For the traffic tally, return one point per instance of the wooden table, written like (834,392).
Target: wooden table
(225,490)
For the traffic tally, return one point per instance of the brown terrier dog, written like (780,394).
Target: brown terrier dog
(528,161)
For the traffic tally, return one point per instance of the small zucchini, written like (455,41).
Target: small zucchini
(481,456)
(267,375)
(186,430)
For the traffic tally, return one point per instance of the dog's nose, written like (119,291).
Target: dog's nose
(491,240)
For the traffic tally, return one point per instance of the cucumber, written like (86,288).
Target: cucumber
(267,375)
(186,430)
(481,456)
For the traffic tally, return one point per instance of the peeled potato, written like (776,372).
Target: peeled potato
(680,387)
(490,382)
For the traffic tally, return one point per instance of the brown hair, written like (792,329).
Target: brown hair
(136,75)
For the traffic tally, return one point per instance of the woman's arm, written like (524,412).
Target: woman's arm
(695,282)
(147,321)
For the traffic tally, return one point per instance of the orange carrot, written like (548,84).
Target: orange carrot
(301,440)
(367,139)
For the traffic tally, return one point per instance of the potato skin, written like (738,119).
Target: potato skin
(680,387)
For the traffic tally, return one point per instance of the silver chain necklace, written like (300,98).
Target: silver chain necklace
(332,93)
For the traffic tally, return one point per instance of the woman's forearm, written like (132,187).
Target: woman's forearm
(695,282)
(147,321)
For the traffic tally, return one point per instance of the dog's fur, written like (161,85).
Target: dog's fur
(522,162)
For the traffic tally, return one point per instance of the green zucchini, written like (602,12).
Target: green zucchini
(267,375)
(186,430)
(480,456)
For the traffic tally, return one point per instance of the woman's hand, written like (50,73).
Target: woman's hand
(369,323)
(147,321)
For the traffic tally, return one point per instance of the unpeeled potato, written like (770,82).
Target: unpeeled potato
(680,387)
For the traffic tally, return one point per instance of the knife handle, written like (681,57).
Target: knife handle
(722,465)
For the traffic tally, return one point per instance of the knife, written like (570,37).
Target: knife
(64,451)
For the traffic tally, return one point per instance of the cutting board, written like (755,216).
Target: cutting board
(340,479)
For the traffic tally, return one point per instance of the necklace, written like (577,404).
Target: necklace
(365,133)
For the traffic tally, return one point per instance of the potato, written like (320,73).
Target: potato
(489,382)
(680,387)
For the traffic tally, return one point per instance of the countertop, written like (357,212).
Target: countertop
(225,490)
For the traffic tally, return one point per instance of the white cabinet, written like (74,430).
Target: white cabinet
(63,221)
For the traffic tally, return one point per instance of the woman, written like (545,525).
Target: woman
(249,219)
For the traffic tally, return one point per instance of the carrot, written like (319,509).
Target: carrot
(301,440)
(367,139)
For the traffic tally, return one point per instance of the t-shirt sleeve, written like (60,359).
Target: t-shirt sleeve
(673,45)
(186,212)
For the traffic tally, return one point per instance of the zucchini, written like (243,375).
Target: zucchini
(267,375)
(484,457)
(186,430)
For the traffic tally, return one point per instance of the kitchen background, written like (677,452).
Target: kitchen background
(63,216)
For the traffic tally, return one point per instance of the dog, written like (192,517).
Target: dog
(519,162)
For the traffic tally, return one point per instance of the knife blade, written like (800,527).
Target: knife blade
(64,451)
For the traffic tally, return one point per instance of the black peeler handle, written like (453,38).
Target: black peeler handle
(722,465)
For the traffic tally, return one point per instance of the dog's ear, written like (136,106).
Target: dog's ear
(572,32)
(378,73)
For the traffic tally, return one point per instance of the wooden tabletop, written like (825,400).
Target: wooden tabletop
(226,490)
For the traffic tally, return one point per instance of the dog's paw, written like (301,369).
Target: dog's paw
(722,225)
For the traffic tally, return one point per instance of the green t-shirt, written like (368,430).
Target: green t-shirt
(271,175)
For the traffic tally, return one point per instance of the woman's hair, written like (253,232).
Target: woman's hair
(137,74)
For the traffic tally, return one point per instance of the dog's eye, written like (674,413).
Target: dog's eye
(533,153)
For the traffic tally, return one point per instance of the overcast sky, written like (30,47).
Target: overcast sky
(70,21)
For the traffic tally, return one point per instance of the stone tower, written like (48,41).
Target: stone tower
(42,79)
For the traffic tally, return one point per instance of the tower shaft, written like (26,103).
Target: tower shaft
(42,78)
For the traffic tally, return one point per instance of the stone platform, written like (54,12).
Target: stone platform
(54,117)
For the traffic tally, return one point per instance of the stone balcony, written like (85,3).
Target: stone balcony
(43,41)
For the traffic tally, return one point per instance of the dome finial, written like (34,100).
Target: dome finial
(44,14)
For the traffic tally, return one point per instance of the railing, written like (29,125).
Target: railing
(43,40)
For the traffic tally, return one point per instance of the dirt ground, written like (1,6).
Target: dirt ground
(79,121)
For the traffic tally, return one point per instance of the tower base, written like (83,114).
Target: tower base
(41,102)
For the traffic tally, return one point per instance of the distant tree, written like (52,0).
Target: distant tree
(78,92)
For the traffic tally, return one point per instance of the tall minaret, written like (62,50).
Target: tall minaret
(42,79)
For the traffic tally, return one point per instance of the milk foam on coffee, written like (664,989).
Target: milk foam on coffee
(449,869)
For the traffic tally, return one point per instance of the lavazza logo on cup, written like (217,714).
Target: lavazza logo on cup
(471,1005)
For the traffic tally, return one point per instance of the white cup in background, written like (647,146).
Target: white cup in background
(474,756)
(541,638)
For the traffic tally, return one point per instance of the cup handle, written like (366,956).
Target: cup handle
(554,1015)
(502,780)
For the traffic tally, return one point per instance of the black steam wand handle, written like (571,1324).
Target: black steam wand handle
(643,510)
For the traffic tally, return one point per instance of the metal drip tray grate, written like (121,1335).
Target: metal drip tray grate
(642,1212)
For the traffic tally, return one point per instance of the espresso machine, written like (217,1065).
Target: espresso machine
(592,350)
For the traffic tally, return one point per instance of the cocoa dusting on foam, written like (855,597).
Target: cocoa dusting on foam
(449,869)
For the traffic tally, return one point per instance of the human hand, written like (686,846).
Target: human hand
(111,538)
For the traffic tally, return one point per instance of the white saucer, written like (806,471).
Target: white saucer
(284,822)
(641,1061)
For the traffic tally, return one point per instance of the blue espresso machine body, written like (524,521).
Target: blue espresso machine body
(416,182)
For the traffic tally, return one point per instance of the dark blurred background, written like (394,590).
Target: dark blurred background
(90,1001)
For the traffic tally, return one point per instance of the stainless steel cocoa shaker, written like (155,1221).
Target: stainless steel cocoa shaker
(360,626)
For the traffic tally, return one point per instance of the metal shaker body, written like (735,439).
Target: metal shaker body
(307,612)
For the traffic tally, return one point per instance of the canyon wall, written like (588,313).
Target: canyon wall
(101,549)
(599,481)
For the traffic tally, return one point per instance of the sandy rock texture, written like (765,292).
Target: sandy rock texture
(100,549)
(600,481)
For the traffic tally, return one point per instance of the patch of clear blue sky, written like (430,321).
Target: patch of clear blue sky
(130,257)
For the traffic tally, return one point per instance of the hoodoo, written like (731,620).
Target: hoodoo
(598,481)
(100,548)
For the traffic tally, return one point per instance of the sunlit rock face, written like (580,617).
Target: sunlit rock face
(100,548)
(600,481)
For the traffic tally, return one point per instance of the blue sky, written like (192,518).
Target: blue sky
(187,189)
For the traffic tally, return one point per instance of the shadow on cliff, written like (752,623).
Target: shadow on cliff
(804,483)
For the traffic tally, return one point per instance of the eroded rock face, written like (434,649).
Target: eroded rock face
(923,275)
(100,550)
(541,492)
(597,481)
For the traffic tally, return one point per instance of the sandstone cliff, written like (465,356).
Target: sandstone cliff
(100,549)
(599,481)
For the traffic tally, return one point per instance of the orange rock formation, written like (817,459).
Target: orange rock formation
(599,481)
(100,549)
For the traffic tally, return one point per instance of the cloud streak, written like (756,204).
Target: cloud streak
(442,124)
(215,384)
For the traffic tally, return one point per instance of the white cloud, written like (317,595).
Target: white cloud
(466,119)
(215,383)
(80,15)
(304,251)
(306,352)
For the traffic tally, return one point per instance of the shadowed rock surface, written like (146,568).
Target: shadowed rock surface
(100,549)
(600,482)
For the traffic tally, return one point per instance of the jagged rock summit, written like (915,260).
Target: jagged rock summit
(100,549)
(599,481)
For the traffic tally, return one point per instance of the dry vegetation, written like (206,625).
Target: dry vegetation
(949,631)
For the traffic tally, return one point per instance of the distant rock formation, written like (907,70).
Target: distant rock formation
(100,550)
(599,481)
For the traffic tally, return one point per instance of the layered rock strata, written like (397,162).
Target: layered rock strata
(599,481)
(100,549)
* * *
Look above for the line containing "written like (465,356).", then transcribe it and all lines after it through the last, exactly and with nothing else.

* [WRITTEN SOLUTION]
For the traffic tally, return one point per instance of the sandstone cliff, written like (465,356).
Target: sandstone cliff
(100,549)
(599,481)
For the traffic tally, return one point per instance of the orange rock formation, written like (817,459).
Target: orange rock formation
(599,481)
(100,549)
For the traffic tally, return one point per instance of the cloud streak, written like (756,204).
Target: cloud streak
(442,124)
(215,384)
For the traffic tally, return one point per instance of the white cloud, written like (317,595).
Target: white cloud
(466,119)
(215,383)
(80,15)
(304,251)
(306,352)
For the traffic tally, return one point per instance of the shadowed rock surface, written like (146,568).
Target: shadowed rock surface
(100,549)
(600,482)
For the traffic tally, return one point per instance of the jagged rock summit, written like (915,260).
Target: jagged rock summit
(100,549)
(599,481)
For the traffic tally, return one point per instance of the dry vegetation, written like (206,625).
Target: dry vegetation
(949,631)
For the traffic tally, return one point per instance of the distant rock formation, written like (907,70).
Target: distant rock formation
(100,550)
(599,481)
For the traffic tally, return one point per instance of the layered rock strata, written like (397,162).
Target: layered rock strata
(599,481)
(100,549)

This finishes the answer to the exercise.